[Opening Recorded data section]

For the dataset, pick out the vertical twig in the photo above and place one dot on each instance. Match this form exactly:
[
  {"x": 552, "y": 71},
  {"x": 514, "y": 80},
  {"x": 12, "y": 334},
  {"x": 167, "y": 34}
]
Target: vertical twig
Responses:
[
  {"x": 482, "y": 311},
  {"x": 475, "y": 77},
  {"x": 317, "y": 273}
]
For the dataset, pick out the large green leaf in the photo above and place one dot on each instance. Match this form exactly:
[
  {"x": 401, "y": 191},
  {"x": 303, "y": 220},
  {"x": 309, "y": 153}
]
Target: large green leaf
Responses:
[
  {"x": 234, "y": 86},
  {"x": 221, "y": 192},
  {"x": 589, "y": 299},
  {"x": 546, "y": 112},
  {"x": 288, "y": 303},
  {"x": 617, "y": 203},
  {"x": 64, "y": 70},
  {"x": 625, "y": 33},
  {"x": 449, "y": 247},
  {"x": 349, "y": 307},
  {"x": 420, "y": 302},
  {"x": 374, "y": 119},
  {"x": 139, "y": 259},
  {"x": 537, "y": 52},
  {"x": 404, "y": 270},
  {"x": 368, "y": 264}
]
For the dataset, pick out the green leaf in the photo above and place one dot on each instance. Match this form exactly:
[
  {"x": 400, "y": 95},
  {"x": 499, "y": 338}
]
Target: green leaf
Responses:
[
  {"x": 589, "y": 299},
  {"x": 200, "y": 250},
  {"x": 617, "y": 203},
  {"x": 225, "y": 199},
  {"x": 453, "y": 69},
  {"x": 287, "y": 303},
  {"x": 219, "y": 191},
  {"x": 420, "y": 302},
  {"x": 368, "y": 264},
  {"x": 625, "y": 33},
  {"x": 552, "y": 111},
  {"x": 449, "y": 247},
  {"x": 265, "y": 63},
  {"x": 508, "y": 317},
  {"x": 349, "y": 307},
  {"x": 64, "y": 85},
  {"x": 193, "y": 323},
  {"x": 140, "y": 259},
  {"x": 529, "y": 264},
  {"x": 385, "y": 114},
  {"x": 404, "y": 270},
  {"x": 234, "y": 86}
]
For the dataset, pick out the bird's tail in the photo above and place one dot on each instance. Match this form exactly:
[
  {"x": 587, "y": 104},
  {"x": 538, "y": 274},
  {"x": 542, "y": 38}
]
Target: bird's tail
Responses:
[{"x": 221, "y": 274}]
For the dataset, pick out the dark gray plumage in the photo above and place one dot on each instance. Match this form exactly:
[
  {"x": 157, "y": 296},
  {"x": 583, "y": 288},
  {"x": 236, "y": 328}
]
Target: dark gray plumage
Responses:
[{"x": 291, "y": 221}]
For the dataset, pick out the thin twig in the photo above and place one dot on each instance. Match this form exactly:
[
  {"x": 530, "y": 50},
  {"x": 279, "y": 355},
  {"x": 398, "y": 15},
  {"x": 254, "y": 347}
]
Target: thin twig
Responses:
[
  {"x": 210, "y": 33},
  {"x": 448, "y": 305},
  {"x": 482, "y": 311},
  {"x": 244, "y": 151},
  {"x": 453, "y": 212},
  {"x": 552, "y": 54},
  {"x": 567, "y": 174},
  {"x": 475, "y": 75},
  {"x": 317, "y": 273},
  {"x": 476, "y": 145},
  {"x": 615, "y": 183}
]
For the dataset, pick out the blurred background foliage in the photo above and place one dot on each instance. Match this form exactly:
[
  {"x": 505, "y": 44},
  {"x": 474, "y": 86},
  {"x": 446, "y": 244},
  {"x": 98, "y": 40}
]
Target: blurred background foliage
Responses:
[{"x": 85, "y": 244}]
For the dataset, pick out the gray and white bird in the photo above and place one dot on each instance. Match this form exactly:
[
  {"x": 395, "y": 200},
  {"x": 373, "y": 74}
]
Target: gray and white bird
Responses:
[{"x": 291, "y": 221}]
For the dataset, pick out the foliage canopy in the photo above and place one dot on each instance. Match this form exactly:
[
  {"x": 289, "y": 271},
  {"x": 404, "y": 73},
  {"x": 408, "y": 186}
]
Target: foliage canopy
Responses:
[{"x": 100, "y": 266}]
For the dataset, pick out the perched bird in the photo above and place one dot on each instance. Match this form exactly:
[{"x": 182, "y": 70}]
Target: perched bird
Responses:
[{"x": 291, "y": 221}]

[Closing Recorded data section]
[Opening Recorded data section]

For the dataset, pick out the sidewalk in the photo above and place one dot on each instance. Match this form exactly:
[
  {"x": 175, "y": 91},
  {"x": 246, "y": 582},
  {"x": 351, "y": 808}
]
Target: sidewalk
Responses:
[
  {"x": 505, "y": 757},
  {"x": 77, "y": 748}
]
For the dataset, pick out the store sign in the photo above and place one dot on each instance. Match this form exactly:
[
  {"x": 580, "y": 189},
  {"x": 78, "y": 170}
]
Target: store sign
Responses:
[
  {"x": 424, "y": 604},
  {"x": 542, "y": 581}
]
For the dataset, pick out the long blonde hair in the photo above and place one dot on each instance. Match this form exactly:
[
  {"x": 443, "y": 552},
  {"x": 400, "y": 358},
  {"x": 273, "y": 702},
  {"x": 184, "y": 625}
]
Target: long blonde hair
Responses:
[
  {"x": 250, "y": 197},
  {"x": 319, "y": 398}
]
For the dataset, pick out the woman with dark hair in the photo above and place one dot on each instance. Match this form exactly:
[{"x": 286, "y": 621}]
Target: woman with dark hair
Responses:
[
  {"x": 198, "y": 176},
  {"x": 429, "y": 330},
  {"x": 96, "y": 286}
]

[Closing Recorded data section]

Return every line of the data above in which "sign" appears.

For the dataset, pick out the store sign in the photo above and place one dot on each instance. Match this form exactly:
Target: store sign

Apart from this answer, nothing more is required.